> **WHAT THE EXERCISE ASKS**
Please take the records that follow and repeat exactly the lines starting with the line with "the garden path." and going on through the line with "of the forest".
START PROVIDED ENTRIES
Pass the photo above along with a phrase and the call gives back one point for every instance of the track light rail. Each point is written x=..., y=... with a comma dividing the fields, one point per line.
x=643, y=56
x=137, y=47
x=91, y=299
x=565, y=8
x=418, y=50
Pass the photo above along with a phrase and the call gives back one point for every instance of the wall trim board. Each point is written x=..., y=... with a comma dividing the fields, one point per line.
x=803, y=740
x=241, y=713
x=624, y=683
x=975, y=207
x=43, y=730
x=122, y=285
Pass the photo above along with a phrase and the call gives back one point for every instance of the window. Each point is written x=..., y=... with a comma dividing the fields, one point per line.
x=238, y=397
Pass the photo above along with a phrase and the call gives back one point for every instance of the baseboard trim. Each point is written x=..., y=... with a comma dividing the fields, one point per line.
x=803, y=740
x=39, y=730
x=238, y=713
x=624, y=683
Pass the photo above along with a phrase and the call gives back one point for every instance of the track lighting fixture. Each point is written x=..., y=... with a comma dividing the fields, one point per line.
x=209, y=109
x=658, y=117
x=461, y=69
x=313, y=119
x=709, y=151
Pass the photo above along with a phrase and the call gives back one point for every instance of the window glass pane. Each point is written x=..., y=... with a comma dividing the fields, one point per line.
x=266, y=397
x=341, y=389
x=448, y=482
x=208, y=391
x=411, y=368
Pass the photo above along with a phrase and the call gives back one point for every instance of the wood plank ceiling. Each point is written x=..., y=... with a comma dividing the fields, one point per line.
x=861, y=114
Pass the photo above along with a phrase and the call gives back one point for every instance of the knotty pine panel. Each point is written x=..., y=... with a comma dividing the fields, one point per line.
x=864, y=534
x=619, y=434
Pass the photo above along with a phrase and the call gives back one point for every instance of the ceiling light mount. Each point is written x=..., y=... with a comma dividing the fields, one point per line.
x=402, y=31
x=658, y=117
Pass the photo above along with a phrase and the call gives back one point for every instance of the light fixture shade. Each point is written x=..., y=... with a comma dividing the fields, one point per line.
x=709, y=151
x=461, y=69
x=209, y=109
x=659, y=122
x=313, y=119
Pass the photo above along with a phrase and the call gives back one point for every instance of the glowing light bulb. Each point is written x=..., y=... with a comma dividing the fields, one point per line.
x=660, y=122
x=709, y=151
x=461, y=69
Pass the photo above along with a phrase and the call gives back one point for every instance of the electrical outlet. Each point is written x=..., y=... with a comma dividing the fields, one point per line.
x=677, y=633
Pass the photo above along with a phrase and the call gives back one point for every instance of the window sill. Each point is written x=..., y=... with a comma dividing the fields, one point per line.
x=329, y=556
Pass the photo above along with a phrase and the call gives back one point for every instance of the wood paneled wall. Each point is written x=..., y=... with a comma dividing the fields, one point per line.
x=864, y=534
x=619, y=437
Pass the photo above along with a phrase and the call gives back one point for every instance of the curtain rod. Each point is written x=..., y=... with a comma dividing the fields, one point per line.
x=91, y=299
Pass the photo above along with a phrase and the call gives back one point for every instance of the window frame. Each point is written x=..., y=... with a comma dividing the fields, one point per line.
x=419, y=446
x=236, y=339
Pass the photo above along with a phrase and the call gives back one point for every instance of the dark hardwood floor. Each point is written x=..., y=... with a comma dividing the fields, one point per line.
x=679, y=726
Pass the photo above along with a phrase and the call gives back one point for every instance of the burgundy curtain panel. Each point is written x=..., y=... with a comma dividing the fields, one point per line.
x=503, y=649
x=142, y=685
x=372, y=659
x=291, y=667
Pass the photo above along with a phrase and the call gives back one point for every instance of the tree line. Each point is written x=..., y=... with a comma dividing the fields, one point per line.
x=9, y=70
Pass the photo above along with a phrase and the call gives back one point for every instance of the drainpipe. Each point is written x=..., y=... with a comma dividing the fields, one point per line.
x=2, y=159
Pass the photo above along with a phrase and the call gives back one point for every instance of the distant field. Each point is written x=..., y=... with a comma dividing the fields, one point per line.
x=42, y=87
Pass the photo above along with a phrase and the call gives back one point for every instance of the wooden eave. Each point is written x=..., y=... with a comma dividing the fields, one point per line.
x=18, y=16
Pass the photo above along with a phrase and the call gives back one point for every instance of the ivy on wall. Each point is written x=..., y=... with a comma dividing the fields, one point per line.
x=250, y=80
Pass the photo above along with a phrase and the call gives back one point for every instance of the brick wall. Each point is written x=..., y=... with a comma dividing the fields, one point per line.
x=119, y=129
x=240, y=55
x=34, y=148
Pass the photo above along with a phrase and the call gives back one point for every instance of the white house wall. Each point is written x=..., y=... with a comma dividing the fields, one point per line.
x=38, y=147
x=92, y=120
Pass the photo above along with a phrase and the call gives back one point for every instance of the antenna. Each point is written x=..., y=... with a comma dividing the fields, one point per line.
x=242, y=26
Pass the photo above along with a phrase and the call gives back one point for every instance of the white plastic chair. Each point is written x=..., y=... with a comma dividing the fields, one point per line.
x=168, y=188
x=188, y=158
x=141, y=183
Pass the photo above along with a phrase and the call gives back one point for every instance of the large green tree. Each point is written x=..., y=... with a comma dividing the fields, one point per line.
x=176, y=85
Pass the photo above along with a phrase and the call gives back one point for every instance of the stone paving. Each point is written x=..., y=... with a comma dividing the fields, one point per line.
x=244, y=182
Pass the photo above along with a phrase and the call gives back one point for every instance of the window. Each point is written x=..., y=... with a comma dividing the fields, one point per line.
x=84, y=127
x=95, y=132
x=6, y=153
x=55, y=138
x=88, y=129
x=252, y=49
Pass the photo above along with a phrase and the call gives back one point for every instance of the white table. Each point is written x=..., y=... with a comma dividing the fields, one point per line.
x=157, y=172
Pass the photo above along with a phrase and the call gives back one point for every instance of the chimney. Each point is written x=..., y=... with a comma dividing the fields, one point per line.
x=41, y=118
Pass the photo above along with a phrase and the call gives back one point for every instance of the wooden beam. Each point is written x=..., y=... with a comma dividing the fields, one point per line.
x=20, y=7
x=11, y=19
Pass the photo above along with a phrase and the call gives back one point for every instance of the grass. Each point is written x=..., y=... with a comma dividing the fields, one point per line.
END PROVIDED ENTRIES
START PROVIDED ENTRIES
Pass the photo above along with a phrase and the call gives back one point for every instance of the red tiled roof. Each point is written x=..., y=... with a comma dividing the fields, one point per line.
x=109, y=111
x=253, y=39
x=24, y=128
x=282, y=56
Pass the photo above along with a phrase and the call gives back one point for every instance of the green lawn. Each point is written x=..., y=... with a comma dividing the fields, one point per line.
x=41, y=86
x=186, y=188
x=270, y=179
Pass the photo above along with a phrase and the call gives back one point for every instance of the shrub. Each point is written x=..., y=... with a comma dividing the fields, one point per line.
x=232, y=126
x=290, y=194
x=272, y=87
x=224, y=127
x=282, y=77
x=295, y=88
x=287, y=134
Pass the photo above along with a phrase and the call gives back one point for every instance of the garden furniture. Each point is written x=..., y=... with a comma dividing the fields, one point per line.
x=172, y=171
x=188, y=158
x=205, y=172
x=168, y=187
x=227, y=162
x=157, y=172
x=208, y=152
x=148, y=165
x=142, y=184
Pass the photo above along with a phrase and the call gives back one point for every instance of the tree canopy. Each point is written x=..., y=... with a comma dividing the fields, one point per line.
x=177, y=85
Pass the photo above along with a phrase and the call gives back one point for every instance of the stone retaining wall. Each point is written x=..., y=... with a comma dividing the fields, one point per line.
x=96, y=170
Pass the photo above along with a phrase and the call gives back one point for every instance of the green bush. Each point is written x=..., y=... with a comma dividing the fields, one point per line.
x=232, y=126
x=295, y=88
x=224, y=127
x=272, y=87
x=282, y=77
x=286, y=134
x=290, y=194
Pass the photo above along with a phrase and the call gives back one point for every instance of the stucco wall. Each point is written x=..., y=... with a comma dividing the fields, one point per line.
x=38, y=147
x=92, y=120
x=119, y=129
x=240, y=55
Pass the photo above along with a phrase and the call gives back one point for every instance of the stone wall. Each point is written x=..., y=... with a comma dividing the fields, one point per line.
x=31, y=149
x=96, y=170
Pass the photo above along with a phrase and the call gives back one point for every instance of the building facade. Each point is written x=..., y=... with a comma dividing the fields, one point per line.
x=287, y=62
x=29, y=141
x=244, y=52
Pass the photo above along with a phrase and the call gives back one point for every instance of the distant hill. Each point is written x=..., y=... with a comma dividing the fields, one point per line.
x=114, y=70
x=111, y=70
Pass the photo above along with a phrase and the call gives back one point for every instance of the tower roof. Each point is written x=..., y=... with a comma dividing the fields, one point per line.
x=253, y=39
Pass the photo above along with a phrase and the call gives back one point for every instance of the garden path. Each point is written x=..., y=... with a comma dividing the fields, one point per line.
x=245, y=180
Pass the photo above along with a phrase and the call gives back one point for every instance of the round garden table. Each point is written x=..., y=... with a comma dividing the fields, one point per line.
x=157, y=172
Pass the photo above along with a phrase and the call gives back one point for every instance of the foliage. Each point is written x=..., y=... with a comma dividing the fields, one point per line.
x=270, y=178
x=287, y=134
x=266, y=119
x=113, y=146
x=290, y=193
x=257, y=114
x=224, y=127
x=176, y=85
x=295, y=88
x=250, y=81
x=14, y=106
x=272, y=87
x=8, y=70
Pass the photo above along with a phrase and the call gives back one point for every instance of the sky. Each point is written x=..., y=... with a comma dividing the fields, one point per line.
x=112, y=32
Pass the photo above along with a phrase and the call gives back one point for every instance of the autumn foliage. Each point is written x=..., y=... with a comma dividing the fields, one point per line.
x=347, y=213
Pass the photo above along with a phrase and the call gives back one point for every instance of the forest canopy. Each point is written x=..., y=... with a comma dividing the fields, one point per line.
END PROVIDED ENTRIES
> **SOLUTION**
Pass the photo above along with a phrase and the call gives back one point for every instance of the garden path. Each point is written x=..., y=... with a comma dividing the fields, one point per line.
x=245, y=180
Pass the photo above along with a phrase and the call gives back one point for every instance of the round garden table. Each point is written x=..., y=... with a comma dividing the fields, one point per line.
x=157, y=172
Pass the photo above along with a phrase and the call gives back one point for every instance of the foliage. Each point is written x=..., y=... with a comma dividing the fields, one point per line.
x=270, y=178
x=287, y=134
x=266, y=119
x=113, y=146
x=290, y=193
x=257, y=114
x=224, y=127
x=176, y=85
x=295, y=88
x=250, y=81
x=14, y=106
x=272, y=87
x=8, y=70
Pass the photo above along with a phrase and the call gives back one point for every instance of the sky. Each point is written x=..., y=... with a comma dividing the fields, one point per line.
x=112, y=32
Pass the photo above along with a phrase and the call gives back one point for every instance of the autumn foliage. Each point is written x=..., y=... with a comma dividing the fields, one point per line.
x=347, y=213
Pass the photo above along with a phrase and the call gives back one point for every instance of the forest canopy. Each point is written x=..., y=... with a comma dividing the fields, one point per line.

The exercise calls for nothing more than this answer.